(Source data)
--

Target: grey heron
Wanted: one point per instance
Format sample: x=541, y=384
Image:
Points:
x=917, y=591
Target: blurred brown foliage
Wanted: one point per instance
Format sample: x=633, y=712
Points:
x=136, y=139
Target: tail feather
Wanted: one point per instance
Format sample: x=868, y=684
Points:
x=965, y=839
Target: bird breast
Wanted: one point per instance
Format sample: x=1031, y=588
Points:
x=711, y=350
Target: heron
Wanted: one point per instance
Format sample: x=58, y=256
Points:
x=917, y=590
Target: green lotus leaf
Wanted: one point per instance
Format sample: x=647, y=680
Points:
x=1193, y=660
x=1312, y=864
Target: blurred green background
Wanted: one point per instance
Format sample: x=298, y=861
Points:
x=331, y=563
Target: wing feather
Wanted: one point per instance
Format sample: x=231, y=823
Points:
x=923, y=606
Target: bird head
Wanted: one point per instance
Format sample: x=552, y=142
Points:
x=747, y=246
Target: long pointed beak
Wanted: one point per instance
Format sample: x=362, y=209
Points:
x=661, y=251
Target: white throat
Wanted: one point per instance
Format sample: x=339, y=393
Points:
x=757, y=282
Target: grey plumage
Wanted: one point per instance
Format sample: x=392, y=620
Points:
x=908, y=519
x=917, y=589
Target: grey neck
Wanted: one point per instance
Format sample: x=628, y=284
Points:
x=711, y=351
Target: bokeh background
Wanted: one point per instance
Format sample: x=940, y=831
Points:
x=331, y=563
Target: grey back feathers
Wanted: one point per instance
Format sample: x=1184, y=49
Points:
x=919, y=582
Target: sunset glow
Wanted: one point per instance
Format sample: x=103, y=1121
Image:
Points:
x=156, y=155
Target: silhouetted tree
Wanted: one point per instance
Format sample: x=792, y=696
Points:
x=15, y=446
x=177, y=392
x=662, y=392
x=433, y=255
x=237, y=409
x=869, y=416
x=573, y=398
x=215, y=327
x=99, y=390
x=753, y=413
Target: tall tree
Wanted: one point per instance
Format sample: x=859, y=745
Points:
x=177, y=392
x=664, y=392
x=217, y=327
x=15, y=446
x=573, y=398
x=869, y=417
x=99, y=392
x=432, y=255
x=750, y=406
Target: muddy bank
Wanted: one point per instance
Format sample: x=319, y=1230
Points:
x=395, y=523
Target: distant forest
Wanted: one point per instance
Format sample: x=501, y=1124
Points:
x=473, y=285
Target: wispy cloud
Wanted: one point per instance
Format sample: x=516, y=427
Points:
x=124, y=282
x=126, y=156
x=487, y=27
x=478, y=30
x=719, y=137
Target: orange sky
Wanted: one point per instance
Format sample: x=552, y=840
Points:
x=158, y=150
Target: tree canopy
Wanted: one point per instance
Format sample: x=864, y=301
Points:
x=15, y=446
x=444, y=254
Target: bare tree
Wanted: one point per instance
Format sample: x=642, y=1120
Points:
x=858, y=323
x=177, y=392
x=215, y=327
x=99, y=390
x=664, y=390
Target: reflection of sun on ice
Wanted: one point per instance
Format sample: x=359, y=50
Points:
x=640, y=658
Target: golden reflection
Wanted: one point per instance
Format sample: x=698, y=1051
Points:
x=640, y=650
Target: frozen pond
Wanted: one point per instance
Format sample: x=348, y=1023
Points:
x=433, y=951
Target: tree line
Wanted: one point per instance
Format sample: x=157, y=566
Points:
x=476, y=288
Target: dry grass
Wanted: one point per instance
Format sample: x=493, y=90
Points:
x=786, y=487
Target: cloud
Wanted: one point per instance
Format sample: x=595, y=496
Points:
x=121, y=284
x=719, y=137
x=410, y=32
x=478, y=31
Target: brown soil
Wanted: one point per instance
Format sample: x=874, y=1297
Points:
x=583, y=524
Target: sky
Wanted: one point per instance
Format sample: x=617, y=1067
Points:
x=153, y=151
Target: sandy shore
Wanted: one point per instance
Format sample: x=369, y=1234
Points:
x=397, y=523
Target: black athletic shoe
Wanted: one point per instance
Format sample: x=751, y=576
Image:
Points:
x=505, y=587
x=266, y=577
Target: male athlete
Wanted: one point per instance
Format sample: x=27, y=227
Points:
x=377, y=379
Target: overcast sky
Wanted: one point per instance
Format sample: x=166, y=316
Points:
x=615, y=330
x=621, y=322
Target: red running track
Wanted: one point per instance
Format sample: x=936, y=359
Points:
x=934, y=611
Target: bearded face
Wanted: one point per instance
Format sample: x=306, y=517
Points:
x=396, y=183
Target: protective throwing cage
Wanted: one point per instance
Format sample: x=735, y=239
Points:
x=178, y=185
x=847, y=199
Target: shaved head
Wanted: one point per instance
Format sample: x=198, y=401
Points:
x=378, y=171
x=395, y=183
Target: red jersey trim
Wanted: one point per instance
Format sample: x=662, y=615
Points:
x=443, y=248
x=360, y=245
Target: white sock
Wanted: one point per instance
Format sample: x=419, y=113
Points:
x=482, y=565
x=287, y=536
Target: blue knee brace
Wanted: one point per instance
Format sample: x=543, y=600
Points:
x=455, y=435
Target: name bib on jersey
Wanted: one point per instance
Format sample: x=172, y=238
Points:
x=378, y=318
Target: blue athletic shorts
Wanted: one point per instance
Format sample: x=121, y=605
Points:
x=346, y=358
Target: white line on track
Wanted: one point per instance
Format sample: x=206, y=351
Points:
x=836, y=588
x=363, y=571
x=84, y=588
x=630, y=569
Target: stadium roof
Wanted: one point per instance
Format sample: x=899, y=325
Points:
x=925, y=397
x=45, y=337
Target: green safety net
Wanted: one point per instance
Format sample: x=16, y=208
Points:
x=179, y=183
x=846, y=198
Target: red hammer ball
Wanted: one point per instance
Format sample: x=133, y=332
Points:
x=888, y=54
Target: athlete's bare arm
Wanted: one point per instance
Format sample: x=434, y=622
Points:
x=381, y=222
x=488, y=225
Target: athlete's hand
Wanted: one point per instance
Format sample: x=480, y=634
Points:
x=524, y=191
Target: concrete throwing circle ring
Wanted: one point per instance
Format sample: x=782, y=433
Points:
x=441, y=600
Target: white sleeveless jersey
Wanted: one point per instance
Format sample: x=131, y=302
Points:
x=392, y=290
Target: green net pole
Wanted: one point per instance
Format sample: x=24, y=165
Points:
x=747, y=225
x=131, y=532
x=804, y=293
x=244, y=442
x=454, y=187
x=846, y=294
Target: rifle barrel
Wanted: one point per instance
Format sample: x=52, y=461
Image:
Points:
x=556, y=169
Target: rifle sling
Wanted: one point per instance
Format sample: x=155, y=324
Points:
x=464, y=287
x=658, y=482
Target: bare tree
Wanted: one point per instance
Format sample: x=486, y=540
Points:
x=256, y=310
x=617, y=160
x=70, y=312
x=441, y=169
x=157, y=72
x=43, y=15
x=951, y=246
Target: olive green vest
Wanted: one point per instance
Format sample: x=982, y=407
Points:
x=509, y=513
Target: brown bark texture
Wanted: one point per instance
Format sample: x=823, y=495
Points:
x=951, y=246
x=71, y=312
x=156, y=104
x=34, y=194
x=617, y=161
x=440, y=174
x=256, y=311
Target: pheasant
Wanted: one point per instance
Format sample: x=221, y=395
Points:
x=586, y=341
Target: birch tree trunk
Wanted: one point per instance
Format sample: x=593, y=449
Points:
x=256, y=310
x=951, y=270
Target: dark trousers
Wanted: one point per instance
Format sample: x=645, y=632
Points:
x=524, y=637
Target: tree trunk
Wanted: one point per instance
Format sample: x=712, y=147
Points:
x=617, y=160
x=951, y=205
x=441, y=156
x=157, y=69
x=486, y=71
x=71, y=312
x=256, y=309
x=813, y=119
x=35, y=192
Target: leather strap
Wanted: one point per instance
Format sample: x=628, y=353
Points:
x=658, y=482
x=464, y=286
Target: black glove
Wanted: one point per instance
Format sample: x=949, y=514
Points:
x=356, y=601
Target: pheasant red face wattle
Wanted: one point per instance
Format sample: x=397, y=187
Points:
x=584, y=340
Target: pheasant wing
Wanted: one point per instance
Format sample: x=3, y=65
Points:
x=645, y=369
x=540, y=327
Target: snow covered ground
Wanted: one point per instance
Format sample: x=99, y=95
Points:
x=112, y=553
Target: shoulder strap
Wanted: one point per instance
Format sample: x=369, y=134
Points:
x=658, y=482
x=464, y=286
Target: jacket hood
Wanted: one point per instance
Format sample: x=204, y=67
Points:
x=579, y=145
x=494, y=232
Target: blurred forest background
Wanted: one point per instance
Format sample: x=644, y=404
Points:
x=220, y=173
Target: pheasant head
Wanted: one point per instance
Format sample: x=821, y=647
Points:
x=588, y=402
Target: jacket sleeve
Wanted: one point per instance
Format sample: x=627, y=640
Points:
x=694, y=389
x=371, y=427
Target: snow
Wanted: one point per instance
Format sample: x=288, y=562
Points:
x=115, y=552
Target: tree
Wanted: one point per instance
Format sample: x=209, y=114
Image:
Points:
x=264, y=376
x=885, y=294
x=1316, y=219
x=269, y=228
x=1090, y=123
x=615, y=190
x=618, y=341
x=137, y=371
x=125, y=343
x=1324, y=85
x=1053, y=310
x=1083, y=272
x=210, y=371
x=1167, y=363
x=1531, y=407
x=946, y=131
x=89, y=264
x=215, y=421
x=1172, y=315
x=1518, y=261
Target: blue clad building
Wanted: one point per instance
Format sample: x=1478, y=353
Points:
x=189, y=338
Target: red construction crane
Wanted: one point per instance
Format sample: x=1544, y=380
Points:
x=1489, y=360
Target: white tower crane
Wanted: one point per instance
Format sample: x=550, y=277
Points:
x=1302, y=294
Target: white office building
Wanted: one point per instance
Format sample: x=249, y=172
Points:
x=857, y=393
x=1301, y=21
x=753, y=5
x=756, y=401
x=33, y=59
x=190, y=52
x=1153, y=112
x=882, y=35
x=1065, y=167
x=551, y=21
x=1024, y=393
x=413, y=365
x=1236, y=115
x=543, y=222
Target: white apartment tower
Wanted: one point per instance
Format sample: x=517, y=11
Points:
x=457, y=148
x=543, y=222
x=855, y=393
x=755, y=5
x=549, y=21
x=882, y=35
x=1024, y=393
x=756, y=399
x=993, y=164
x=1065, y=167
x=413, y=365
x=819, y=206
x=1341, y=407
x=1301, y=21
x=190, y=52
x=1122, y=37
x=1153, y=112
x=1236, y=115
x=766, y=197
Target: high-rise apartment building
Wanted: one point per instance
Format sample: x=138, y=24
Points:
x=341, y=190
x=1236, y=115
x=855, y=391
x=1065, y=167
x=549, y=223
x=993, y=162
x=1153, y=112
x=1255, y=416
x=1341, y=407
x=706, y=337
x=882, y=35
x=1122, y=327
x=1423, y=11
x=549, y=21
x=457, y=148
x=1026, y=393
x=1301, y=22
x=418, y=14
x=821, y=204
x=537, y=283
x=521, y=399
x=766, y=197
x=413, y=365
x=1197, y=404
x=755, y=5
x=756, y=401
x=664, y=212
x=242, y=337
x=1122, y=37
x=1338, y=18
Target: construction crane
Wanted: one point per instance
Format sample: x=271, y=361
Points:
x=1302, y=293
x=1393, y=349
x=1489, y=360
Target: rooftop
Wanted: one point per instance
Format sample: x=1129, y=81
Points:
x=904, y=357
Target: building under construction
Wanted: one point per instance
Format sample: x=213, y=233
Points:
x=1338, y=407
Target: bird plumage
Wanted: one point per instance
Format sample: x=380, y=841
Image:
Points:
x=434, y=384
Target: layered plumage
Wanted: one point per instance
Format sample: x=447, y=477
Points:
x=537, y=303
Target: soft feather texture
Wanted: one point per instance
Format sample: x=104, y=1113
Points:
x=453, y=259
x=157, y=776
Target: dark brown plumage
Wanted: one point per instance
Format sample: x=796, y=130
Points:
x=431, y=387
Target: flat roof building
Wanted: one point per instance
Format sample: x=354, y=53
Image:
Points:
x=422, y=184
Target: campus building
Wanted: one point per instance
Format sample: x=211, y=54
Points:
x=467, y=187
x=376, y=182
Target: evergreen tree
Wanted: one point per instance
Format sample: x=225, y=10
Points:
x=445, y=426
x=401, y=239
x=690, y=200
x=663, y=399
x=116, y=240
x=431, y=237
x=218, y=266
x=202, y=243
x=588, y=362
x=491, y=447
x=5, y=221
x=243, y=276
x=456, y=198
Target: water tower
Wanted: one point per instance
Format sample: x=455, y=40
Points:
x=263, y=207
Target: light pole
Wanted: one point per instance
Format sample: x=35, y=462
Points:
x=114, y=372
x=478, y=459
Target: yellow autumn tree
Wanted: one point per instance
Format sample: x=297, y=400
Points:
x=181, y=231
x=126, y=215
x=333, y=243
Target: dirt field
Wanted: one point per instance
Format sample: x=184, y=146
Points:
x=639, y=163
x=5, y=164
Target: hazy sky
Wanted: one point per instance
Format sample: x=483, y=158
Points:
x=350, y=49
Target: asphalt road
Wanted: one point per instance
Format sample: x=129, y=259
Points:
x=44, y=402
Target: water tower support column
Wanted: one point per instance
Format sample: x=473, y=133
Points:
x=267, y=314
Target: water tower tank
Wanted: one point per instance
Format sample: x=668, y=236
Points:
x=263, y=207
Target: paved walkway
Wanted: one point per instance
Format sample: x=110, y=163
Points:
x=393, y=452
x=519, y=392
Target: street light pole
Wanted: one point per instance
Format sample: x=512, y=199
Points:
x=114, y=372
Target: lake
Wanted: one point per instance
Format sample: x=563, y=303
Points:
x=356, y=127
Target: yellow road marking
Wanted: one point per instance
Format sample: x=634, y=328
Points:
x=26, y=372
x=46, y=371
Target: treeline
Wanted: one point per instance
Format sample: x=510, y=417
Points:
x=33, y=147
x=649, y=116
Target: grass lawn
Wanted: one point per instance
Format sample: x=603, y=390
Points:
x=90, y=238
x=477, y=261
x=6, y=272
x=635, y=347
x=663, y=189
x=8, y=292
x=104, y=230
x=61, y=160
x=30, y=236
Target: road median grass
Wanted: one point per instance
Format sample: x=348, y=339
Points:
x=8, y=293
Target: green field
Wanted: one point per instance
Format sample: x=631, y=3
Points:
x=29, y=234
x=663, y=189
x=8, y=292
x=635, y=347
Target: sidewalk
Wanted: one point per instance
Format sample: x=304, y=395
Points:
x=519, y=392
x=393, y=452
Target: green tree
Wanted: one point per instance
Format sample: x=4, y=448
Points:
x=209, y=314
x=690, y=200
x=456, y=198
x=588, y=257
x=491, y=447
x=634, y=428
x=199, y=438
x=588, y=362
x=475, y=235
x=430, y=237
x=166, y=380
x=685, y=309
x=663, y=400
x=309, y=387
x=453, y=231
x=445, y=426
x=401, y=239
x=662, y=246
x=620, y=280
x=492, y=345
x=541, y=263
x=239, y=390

--

Beginning at the line that holds "Target: road median grass", write out word for word each line through the end of the records.

RESPONSE TO THE TASK:
Target: road median grass
Wanted: one point per instance
Format sample: x=348, y=339
Points:
x=8, y=293
Target: green field
Wanted: one point per instance
Format sample: x=631, y=3
Points:
x=29, y=234
x=663, y=189
x=8, y=292
x=635, y=347
Target: sidewalk
Wanted: one point per instance
Format sample: x=304, y=395
Points:
x=519, y=392
x=393, y=452
Target: green tree
Wanted: one point per instance
Format sample: x=4, y=448
Points:
x=209, y=314
x=690, y=200
x=456, y=198
x=588, y=257
x=491, y=447
x=634, y=428
x=199, y=438
x=588, y=362
x=475, y=235
x=430, y=237
x=166, y=380
x=685, y=309
x=663, y=400
x=309, y=387
x=453, y=231
x=445, y=426
x=401, y=239
x=662, y=246
x=620, y=280
x=492, y=345
x=541, y=263
x=239, y=390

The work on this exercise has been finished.